## Work instructions
Write the material out again exactly as it stands.

[Dataset excerpts on object pointing]

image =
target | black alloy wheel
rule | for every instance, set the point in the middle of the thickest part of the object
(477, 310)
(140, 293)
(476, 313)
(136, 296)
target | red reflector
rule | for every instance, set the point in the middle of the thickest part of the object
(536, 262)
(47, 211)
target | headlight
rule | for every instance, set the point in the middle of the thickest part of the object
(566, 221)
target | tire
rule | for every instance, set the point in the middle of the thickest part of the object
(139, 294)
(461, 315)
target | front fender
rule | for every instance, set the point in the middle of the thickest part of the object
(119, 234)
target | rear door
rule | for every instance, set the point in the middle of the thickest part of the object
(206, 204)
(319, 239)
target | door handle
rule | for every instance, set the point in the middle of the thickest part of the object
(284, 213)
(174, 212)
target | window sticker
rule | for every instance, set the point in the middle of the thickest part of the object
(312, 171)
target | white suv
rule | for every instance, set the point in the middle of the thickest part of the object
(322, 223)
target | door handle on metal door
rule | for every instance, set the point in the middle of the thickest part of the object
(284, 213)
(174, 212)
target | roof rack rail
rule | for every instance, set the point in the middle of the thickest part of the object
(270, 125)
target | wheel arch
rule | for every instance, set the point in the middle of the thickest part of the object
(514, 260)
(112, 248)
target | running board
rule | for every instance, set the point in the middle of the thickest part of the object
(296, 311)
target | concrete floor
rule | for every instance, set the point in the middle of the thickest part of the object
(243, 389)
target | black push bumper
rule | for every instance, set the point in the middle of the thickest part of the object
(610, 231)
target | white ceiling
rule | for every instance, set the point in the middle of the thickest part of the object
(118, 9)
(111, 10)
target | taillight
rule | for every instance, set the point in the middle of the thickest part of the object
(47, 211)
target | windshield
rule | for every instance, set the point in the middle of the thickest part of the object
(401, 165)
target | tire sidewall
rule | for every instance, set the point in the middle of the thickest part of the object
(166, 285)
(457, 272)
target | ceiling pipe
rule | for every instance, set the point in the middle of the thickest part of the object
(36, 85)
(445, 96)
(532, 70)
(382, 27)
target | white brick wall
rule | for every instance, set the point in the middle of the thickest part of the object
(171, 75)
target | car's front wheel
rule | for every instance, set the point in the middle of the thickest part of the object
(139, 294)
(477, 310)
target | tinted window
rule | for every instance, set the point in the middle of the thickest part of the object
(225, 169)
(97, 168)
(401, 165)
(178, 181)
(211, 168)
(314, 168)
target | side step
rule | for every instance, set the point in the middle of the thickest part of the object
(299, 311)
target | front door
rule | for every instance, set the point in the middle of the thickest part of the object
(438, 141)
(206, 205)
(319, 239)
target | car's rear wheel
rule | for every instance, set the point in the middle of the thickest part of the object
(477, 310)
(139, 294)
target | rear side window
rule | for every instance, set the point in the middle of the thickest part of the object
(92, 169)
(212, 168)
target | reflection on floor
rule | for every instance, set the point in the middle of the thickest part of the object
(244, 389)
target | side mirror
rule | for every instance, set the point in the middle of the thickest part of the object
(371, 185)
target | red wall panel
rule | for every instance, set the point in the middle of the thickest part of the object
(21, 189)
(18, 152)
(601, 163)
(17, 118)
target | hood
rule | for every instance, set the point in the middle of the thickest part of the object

## Reply
image =
target | black alloy wheel
rule | for every instance, set the point in the middle of the thickest part of the object
(477, 310)
(140, 293)
(476, 313)
(136, 296)
target | red reflector
rule | for every instance, set the point in the middle of the thickest part of the object
(536, 262)
(47, 211)
target | headlight
rule | for every instance, set the point in the middle of the thickest part of the object
(566, 221)
target | tire
rule | for every instance, set the point in the middle of the thickest part of the object
(139, 294)
(461, 315)
target | front fender
rule | for every instance, set the point in the middle of the thickest part of the object
(119, 234)
target | rear door
rule | for every instance, set the point in the middle of the thickest part of the object
(206, 204)
(319, 239)
target | door handle
rule | for every instance, set the point in the middle of the thickest part of the object
(284, 213)
(174, 212)
target | window sticker
rule | for every instance, set the point in the middle of the thickest part of the object
(312, 171)
target | white suv
rule | for every instance, set the point in the middle of the thickest part of the object
(322, 223)
target | door handle on metal door
rule | for every instance, set the point in the middle of the thickest part of the object
(284, 213)
(174, 212)
target | roof rack rail
rule | for every instance, set the point in the middle of the thickest part of the object
(270, 125)
target | wheel arch
rule | for every instance, set the point in the middle of the thickest part of the object
(514, 260)
(112, 248)
target | running board
rule | for every instance, set the point in the middle of the thickest part of the object
(296, 311)
target | concrete floor
rule | for every instance, set the point in the middle of the thickest part of the object
(243, 389)
target | black push bumper
rule | for every instance, set the point in the middle of the thickest part of the object
(610, 231)
target | white ceiling
rule | for every instance, set the point in the middle of the thickest part of the object
(118, 9)
(111, 10)
target | taillight
rule | for every instance, set the point in the middle of the thickest part of the object
(47, 211)
target | windshield
rule | for every instance, set the point in the middle of the thickest part of the object
(401, 165)
target | tire sidewall
rule | for every instance, set the point in the middle of the thickest part of the object
(166, 285)
(457, 272)
target | ceiling pipe
rule | for every instance, set the point in the middle of the thickest part of the object
(36, 85)
(445, 96)
(532, 70)
(382, 27)
target | white brick wall
rule | for every instance, set the point in the middle of the thickest part of the object
(171, 75)
target | car's front wheel
rule | for every instance, set the point in the middle of the thickest part of the object
(139, 294)
(477, 310)
target | tinted window
rule | for every instance, set the point in the middle of the thickest part of the object
(225, 169)
(97, 168)
(401, 165)
(178, 181)
(211, 168)
(314, 168)
target | side step
rule | for every instance, set the point in the middle of the thickest part of the object
(299, 311)
target | front door
rule | for every instance, set the point in the middle of the thickest part of the object
(438, 141)
(206, 205)
(319, 239)
target | car's rear wheel
rule | for every instance, set the point in the middle of the thickest part of the object
(477, 310)
(139, 294)
target | rear side window
rule | for every instance, set the point in the middle of the thickest part of the object
(92, 169)
(212, 168)
target | reflection on floor
rule | for every instance, set the point in the middle of the thickest part of the object
(244, 389)
target | side mirror
rule | for every instance, set the point in the middle of the thickest part of the object
(371, 185)
target | red wall panel
rule | for every instance, set the point in the middle of the thickest part of the object
(21, 189)
(18, 152)
(601, 163)
(17, 118)
target | hood
rule | for every instance, set the point in the middle of the thickest part of the object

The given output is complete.